• Goals:
A. Translate into Spanish this sentence from the article on the St. Spyridon icons: "Vicory explained that the installation was a multipart process that began with the workers painting the icon figures onto flat canvases at their studio in Greece."
B. Extend the article on the St. Spyridon icons with a few more sentences, picking up after its final sentence.

• Selected extract:
● ● ●
Except that Paleoxaris’ office is, in this case, the nave of Loveland’s St. Spyridon Orthodox Church, where Paleoxaris was working with a team of Athens- and Barcelona-based artists led by iconographer Leonidas Diamantopoulos, who had been charged with painting a series of Greek Orthodox icons onto the walls above the altar.
The installation of the icons, which are a sacred tradition in Orthodox Christian churches, is one of the final steps in the church’s yearlong renovation that involved a major building expansion and an overhaul of much of the interior.
Among the images being painted by Diamantopoulos’ crew are those of Christ sharing a final meal with his disciples before his crucifixion, which is referred to as the Mystical Supper in the Orthodox Church.
Another image at the bottom of the grouping shows the mother of Christ, called the Theotokos, or God-bearer, in the Orthodox Church, holding the young Jesus while flanked by two angels.
The apse, a large semicircular recess in the wall that is reminiscent of a dome, will meanwhile contain an iconic image depicting Christ as the ruler of the universe called Pantocrator or “the Almighty.”
“Some people see these icons and think they are some sort of idol,” said Loveland resident Katy Vicory, an expert on Orthodox icons who attends St. Spyridon. “They are really supposed to bring the presence of the subject they depict to you so you are surrounded by saints, in effect.”
Vicory explained that the installation was a multipart process that began with the workers painting the icon figures onto flat canvases at their studio in Greece.
The canvases were shipped to Loveland, and the painters then applied them to the walls and painted in the rest of the backgrounds directly onto the surface surrounding the icons until they filled the walls.
● ● ●
• Excerpted data:

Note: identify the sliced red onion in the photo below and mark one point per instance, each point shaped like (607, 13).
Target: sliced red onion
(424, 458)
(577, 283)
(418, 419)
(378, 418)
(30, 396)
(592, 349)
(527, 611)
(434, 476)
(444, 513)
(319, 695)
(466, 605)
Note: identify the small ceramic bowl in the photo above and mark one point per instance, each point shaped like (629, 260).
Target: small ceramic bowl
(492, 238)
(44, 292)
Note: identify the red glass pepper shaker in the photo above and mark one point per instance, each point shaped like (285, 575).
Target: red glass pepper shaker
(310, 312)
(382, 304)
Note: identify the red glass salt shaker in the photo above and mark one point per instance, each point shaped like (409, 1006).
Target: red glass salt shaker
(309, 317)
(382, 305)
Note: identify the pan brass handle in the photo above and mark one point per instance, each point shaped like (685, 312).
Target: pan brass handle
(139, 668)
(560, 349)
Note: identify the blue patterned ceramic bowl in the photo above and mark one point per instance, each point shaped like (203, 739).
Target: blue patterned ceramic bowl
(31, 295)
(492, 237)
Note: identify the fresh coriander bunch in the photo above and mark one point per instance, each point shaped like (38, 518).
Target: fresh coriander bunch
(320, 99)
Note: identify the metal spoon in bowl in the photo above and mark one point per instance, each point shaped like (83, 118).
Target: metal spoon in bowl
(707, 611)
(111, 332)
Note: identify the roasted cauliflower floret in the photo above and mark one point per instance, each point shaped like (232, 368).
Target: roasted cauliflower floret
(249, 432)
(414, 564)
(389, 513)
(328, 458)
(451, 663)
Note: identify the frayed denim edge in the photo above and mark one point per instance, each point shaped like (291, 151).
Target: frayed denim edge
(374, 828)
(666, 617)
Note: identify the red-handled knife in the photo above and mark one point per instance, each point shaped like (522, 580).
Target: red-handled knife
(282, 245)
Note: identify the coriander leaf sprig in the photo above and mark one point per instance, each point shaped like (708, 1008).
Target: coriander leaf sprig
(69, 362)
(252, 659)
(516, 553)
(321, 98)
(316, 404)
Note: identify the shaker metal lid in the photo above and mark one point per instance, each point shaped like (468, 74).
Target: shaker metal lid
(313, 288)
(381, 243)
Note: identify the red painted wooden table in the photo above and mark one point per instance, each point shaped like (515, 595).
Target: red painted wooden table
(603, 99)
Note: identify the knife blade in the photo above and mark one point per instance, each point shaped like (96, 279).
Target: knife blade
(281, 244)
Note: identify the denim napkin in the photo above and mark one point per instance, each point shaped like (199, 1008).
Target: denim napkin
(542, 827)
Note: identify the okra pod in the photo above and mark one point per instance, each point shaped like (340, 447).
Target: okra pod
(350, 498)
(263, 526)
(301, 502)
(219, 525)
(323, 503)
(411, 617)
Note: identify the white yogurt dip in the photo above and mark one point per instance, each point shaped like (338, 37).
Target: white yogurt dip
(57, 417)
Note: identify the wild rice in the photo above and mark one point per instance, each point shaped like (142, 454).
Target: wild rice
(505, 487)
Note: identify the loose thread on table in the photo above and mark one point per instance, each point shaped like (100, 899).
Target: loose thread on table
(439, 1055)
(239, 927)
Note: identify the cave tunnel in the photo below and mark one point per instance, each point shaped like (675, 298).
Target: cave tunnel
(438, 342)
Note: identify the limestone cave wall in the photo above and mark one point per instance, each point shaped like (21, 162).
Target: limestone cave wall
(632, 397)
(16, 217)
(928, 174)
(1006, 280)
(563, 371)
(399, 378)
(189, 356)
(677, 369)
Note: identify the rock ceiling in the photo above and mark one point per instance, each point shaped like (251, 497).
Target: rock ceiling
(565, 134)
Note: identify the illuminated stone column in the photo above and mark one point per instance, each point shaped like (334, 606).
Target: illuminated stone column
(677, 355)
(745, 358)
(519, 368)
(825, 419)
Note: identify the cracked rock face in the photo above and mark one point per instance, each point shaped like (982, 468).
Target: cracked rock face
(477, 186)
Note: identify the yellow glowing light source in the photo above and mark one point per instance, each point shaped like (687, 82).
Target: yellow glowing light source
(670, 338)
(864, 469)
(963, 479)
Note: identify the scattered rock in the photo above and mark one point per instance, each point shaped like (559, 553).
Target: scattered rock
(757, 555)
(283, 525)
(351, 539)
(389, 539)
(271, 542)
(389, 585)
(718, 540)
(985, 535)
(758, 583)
● ● ●
• The responses:
A. Vicory explicó que la instalación fue un proceso de varias etapas que comenzó con los trabajadores pintando las figuras de los íconos sobre lienzos planos en su taller en Grecia.

B.
The entire installation process took about four days. Earlier, the iconography crew worked on projects at two Greek Orthodox churches in the Denver area.
Paleoxaris, whose father was a priest, said he became an icon painter after realizing he had an artistic talent that he could “blend with religion to do this holy work.” As a result, the job is “not just work” but something more significant, he said.
“To be able to do this is our blessing, and we do it from our hearts and our souls,” he said through a translator Friday. “We do this because we believe and have the opportunity serve our Father in this way.”
To paint such icons, an iconographer has to learn not just to be a proficient artist but the traditions of the Orthodox Church and its iconography.
“You don’t just slap any colors up there,” Alenandros Charito, who began painting with the group five years ago, said through a translator. “There is a specific way we must do it.”
He compared them to icons on a computer screen, which are used to open programs.
“These icons are an opening to the mysteries of God,” Charito said.